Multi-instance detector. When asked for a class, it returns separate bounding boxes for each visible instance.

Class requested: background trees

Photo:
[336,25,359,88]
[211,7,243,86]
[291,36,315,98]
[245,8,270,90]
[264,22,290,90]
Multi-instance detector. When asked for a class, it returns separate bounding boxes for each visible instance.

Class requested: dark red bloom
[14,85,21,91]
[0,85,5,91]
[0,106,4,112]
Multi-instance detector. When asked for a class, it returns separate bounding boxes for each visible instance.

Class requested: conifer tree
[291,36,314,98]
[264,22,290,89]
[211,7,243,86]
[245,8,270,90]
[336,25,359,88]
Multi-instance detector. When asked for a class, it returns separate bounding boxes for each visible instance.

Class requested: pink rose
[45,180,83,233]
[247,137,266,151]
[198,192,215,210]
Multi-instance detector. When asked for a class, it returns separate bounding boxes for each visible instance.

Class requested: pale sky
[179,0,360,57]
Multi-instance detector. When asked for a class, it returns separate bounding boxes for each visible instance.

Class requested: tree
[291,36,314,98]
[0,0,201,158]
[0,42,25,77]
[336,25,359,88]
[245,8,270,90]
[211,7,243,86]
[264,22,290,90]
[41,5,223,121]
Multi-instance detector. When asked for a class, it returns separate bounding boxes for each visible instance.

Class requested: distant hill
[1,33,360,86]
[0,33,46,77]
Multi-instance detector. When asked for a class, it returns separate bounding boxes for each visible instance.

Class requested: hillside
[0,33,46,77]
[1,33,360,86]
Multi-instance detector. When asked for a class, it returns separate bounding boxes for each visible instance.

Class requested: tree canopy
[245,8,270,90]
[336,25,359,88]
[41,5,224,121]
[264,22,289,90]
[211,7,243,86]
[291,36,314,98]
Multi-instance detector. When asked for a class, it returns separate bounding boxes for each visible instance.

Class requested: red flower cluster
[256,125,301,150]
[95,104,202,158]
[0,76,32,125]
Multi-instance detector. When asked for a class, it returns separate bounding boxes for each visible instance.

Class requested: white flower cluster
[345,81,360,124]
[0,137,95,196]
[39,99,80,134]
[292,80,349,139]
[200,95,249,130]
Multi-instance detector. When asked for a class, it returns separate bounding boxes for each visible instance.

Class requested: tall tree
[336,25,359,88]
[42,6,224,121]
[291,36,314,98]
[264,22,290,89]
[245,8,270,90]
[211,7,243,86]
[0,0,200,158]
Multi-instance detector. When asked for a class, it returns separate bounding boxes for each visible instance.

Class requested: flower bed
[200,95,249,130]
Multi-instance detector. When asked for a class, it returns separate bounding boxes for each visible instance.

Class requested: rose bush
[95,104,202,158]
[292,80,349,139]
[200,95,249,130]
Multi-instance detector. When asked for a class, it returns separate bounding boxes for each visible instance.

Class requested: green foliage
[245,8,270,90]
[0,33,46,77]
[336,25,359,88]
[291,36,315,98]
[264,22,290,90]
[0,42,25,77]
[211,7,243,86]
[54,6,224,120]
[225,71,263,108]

☆ ☆ ☆ ☆

**Work instructions**
Hand back the whole listing, exactly as it is.

**Written response**
Multi-instance detector. When asked for a class, it returns separate bounding boxes for each visible instance.

Class requested: background trees

Photo:
[336,25,359,88]
[211,7,243,86]
[291,36,315,98]
[245,8,270,90]
[264,22,290,90]
Multi-instance detector. When asked for a class, it returns separate bounding boxes for each visible instance.

Class requested: dark red bloom
[14,85,21,91]
[0,85,5,91]
[0,106,4,112]
Multi-instance detector. When asked for a class, it returns separate bounding boxes for each visible instance.

Class requested: conifer tree
[291,36,314,98]
[264,22,290,89]
[211,7,243,86]
[245,8,270,90]
[336,25,359,88]
Multi-instance detector. When asked for a class, it returns separate bounding boxes for each visible instance.

Class requested: pink rose
[45,180,83,233]
[247,137,266,151]
[198,192,215,210]
Multi-instance detector. When asked for a class, it returns separate bounding boxes for each visible instance.

Class requested: pale sky
[179,0,360,57]
Multi-instance detector. When asked for a class, it returns separate bounding boxes for each visible instance.

Class requested: tree
[291,36,314,98]
[0,0,201,158]
[0,42,25,77]
[336,25,359,88]
[245,8,270,90]
[211,7,243,86]
[264,22,290,90]
[41,5,223,121]
Multi-instance detector. When asked for a class, it returns separate bounding boxes for each visible instance.

Class requested: distant hill
[1,33,360,86]
[0,33,46,77]
Multi-instance detector. When asked for a class, it returns separate bounding boxes for each visible instance.

Class requested: hillside
[0,33,46,77]
[1,33,360,86]
Multi-instance detector. When asked for a class, it returns separate bounding boxes for each visible instance.

Class requested: tree canopy
[245,8,270,90]
[336,25,359,88]
[41,5,224,121]
[264,22,289,90]
[211,7,243,86]
[291,36,314,98]
Multi-instance detector. When asked for a class, it returns separate bounding boxes for each visible instance.

Class requested: red flower cluster
[256,125,301,150]
[95,104,202,158]
[0,76,32,125]
Multi-instance detector. When asked for a class, it returns separate bounding boxes for each visible instance.

Class requested: white flower cluster
[345,81,360,124]
[0,137,95,196]
[39,99,80,134]
[292,80,349,139]
[200,95,249,130]
Multi-instance detector. When asked for a class, it returns separate bounding boxes for each visible instance.

Class requested: tall tree
[336,25,359,88]
[42,6,224,121]
[291,36,314,98]
[264,22,290,89]
[245,8,270,90]
[211,7,243,86]
[0,0,200,158]
Multi-instance detector. When asked for a class, it returns separate bounding boxes for each visible instance.

Class requested: flower bed
[200,95,249,130]
Multi-instance detector. When asked for a class, it returns separate bounding boxes for each visible instance.

Class requested: rose bush
[95,104,202,158]
[292,80,349,139]
[200,95,249,130]
Multi-instance detector. When asked for a class, it returns separate bounding boxes for each visible instance.

Class requested: green foliage
[245,8,270,90]
[0,33,46,77]
[336,25,359,88]
[291,36,315,98]
[264,22,290,90]
[0,42,25,77]
[211,7,243,86]
[54,6,224,120]
[225,71,263,108]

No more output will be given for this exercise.